### Dados fornecidos:
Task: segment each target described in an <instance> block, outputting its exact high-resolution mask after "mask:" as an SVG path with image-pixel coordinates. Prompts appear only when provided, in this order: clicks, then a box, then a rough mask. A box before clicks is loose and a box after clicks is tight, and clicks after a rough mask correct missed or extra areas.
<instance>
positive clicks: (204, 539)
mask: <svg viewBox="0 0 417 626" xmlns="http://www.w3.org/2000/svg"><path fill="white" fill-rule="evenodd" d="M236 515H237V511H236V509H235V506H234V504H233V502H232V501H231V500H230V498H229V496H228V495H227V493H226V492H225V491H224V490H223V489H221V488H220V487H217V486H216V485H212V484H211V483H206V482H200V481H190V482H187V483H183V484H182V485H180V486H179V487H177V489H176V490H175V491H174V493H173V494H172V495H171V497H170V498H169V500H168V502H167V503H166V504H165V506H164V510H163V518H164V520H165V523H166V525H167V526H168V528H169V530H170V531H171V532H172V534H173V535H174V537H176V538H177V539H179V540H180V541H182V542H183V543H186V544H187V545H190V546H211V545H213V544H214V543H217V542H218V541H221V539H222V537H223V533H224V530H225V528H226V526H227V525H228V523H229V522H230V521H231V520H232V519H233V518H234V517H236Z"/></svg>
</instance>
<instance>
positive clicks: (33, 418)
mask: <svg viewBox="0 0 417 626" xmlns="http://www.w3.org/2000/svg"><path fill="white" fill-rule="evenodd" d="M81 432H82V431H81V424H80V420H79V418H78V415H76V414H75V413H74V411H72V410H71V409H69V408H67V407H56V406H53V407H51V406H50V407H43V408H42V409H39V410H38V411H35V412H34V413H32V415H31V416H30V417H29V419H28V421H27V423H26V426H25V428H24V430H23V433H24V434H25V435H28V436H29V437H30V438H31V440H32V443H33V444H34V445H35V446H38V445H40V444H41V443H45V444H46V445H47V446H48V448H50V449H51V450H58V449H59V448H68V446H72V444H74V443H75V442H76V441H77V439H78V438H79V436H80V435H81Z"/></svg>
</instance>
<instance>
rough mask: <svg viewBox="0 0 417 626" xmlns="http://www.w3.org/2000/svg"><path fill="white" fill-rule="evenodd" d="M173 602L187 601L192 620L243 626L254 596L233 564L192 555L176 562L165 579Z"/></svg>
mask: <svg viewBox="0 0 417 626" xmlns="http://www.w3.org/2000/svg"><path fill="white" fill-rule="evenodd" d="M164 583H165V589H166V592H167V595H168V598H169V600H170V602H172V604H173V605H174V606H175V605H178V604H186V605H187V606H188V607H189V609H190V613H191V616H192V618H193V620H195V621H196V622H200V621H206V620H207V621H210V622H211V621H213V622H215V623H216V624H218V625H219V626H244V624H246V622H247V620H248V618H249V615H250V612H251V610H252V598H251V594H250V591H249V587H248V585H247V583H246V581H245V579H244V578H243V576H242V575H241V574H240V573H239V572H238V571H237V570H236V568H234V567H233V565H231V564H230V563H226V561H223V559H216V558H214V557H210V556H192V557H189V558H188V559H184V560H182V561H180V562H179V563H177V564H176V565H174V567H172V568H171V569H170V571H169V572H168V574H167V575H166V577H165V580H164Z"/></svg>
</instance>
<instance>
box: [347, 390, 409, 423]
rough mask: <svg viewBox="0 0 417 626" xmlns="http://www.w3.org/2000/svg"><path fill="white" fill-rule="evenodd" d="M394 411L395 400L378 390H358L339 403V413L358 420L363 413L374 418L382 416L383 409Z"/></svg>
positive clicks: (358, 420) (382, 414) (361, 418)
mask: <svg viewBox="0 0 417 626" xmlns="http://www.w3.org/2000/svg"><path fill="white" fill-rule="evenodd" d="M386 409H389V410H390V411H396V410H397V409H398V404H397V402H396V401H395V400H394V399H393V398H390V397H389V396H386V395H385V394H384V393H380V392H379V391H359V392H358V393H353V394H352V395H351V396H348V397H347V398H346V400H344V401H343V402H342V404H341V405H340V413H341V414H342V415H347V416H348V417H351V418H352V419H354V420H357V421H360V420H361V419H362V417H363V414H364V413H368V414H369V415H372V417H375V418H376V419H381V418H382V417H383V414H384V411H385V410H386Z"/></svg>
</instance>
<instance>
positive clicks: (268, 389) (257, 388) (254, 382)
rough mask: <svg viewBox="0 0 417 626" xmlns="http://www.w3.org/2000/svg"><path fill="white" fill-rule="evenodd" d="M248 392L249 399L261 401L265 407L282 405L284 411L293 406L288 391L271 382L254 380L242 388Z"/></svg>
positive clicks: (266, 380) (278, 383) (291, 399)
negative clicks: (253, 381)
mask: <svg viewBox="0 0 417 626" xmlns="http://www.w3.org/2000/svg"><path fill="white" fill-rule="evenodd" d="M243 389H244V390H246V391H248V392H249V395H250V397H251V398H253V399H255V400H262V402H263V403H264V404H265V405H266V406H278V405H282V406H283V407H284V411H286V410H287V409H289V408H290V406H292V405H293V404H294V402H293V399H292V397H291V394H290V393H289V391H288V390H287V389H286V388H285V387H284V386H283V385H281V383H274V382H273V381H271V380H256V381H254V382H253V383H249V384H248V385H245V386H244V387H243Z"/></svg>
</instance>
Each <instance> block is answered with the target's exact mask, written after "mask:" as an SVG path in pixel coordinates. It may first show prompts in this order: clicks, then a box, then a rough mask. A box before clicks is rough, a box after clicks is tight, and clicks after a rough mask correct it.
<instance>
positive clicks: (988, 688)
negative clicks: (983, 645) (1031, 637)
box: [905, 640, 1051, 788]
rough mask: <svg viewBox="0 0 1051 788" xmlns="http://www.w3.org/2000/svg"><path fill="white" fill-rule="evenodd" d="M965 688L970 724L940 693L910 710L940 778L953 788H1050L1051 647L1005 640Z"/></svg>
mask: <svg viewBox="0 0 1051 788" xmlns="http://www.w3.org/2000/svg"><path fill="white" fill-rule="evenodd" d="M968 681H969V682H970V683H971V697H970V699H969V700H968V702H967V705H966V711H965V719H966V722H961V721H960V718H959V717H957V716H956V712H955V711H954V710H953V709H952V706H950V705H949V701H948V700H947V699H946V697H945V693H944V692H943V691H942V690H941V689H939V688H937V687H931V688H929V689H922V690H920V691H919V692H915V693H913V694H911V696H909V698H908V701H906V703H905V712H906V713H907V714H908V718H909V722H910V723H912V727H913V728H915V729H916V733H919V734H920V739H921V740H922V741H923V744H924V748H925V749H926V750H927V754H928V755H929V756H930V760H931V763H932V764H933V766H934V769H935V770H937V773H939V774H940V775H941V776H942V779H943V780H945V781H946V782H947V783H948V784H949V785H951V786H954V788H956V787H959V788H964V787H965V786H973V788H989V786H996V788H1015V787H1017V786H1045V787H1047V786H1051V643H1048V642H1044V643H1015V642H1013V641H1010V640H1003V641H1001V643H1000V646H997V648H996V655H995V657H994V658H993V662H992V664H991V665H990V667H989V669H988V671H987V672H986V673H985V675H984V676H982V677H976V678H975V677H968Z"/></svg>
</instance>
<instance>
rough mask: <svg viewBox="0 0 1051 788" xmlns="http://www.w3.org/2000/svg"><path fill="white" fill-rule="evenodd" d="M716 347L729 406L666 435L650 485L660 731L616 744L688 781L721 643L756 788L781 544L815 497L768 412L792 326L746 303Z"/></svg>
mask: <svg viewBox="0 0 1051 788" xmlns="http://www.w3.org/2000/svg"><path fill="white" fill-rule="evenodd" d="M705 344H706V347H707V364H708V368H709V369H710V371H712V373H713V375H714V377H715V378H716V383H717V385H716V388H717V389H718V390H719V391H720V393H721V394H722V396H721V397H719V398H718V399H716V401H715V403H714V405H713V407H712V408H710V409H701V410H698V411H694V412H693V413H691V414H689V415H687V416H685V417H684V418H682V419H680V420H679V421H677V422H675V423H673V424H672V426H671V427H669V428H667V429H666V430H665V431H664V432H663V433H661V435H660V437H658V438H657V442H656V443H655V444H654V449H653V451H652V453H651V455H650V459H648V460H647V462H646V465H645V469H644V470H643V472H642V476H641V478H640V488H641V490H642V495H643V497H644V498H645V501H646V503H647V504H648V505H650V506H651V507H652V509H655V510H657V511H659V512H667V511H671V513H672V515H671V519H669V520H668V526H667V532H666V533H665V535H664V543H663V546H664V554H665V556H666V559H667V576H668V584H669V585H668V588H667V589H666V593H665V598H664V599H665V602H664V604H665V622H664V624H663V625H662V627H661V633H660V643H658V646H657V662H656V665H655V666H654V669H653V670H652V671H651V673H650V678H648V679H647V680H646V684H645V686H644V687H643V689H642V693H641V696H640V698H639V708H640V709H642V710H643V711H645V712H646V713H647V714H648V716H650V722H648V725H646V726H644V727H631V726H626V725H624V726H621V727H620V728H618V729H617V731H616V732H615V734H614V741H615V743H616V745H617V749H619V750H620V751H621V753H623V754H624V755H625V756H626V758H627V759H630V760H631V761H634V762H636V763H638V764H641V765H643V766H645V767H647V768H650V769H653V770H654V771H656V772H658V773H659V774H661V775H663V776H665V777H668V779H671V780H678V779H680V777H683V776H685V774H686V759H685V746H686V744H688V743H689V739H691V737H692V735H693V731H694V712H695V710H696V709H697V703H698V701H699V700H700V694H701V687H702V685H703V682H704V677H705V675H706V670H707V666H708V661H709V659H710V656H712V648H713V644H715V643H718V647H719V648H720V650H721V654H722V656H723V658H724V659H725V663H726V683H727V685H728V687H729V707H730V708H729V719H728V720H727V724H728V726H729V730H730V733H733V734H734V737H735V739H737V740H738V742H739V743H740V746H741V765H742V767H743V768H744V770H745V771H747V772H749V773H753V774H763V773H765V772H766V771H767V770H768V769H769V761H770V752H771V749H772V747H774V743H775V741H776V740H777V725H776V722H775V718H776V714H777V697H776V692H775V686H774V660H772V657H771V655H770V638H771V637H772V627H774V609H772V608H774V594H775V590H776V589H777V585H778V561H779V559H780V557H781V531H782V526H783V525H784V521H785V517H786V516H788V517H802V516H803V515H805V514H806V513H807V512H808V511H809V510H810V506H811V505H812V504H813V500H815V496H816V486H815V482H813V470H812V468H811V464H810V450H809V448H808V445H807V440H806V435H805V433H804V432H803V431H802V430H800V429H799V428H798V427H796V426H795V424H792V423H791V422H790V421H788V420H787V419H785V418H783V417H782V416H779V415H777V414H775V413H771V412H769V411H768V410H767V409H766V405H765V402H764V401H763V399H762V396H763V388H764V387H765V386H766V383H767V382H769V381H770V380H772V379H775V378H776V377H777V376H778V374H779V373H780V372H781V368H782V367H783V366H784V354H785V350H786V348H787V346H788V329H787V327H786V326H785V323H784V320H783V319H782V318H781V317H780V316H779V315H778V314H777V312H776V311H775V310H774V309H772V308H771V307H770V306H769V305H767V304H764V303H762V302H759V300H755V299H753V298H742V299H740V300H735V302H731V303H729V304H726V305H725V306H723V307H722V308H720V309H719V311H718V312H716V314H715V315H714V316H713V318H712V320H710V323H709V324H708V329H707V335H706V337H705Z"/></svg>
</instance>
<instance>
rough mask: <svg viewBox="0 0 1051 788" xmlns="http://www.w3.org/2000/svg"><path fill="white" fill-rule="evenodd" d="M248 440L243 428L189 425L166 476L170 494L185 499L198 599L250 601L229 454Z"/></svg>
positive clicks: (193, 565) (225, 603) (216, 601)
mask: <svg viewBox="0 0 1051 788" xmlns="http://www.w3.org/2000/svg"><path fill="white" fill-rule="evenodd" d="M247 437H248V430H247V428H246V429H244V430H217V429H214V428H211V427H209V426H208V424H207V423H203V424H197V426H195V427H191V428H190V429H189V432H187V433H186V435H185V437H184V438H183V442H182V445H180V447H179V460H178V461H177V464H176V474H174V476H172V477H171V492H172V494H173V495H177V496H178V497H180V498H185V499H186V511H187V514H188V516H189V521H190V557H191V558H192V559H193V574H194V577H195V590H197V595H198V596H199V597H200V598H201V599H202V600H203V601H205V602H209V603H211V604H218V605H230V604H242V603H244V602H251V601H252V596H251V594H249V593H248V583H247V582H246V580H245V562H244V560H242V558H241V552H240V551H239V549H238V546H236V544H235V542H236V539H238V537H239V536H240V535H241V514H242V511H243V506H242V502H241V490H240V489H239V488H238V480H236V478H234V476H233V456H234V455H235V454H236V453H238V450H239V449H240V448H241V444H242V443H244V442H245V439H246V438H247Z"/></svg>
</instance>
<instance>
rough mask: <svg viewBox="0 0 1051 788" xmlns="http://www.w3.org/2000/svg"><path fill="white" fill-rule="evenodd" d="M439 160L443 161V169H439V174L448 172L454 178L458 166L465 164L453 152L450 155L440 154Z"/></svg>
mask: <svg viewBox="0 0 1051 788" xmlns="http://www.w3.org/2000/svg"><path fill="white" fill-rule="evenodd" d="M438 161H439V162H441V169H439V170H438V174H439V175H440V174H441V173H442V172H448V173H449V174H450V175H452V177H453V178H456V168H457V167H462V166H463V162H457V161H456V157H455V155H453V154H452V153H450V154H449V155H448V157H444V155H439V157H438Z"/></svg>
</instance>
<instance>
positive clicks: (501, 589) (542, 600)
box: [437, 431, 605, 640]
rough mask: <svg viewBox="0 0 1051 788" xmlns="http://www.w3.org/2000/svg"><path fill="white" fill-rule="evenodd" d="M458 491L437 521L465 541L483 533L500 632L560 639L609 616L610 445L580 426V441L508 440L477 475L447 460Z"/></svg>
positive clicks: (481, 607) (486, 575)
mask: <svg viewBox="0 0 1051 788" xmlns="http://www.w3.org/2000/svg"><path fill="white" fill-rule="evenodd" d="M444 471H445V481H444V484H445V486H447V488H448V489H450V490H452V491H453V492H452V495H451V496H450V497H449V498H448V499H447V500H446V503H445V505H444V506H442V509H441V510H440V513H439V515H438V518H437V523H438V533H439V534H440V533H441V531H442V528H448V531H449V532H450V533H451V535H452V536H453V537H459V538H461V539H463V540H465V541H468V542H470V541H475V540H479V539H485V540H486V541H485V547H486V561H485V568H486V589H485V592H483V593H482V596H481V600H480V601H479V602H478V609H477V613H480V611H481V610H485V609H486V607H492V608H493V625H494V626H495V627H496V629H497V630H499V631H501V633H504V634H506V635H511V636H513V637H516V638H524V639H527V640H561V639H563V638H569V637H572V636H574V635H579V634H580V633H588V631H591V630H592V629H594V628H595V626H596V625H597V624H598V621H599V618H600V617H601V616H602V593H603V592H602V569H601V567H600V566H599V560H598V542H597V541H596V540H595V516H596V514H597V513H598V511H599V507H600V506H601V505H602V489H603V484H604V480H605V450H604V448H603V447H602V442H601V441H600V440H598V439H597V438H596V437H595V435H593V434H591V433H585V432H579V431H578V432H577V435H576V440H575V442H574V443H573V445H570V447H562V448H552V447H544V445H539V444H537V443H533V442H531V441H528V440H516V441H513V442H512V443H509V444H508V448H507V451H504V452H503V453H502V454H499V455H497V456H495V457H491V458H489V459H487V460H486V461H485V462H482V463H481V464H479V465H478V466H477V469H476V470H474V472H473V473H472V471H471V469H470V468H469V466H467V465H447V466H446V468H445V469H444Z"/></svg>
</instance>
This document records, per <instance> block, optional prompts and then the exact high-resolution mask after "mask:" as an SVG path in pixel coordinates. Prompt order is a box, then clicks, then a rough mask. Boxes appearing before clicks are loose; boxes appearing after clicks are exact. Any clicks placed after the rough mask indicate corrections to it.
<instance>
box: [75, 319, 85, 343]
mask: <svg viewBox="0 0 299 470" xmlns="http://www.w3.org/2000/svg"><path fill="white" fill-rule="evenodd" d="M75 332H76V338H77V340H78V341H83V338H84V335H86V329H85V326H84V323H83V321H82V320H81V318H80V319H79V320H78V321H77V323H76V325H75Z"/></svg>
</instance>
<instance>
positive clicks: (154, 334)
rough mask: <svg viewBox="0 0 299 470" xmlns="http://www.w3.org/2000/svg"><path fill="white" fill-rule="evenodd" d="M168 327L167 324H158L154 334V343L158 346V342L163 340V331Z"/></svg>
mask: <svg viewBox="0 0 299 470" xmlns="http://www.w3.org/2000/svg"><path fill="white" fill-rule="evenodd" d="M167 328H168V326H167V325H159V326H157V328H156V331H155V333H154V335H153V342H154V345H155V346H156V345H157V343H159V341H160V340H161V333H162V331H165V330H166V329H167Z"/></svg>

### Descrição da tarefa:
Substitua "target" por "object" em tudo, do início da listagem até a linha que contém "positive clicks: (204, 539)", e reproduza esse trecho sem nenhuma outra alteração.

### Resposta ao exercício:
Task: segment each object described in an <instance> block, outputting its exact high-resolution mask after "mask:" as an SVG path with image-pixel coordinates. Prompts appear only when provided, in this order: clicks, then a box, then a rough mask. A box before clicks is loose and a box after clicks is tight, and clicks after a rough mask correct missed or extra areas.
<instance>
positive clicks: (204, 539)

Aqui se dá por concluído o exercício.